### DATA TO PROCESS
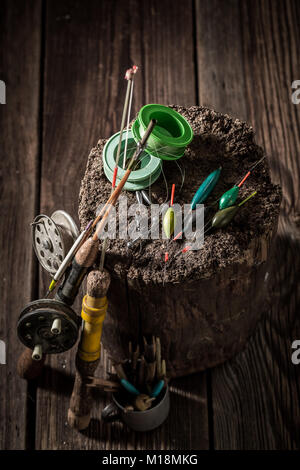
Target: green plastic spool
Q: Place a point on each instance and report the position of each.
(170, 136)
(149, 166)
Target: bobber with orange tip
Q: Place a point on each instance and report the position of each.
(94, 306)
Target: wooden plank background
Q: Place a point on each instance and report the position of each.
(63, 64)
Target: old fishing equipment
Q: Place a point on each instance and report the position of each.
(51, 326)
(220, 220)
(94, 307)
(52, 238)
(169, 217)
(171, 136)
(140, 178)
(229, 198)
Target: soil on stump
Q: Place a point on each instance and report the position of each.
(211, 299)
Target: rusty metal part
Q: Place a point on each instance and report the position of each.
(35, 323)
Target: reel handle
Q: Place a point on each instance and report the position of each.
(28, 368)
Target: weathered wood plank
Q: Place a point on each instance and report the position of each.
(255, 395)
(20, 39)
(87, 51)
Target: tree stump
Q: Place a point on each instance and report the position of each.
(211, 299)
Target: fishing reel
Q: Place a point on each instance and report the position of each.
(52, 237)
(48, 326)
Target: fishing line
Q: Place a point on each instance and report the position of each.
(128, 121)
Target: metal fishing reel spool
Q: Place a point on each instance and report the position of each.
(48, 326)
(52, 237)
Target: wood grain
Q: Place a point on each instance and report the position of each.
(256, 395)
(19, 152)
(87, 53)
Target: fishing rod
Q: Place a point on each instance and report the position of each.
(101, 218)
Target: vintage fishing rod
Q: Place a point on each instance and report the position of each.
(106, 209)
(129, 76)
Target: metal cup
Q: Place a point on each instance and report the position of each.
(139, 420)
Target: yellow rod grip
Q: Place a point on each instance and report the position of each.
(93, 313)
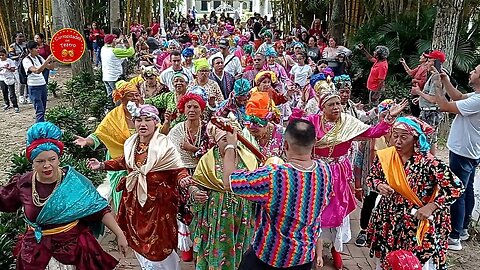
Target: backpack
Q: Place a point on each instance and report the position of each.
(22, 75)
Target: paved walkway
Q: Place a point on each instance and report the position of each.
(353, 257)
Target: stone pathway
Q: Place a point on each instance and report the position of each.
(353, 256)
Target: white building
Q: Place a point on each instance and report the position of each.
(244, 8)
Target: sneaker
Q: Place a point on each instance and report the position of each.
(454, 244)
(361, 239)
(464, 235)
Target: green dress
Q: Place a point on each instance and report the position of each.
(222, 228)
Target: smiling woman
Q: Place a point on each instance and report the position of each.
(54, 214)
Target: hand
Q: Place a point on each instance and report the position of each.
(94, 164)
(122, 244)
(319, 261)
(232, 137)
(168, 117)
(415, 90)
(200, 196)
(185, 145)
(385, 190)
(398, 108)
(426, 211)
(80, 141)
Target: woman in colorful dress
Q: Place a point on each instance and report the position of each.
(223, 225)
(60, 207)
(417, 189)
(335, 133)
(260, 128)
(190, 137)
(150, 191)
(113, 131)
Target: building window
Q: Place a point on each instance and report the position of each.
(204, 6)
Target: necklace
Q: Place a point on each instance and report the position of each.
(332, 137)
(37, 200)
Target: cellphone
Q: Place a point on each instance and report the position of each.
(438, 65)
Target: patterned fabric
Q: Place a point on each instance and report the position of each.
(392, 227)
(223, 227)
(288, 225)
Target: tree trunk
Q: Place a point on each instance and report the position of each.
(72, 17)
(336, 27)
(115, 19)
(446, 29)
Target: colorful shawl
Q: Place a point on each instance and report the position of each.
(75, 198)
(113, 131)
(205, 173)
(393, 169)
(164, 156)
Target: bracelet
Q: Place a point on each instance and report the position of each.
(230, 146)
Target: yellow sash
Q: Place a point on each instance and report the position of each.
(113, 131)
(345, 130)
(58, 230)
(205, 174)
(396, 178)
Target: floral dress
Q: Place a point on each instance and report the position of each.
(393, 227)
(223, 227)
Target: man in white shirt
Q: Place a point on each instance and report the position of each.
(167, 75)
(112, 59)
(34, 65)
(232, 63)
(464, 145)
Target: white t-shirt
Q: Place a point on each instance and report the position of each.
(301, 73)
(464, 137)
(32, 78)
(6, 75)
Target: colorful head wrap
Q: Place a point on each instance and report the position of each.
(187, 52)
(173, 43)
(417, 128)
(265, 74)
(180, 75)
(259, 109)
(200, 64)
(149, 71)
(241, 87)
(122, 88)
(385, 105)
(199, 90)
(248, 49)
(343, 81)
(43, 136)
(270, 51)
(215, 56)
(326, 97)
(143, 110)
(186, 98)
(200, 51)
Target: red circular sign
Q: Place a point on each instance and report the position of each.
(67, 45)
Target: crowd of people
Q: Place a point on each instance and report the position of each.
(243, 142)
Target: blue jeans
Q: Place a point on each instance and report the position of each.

### EXERCISE AIM
In the data above, find each line that uses the string "shirt". Copy it.

### ANSWER SPACE
Target: man in white shirt
Target: white t-shirt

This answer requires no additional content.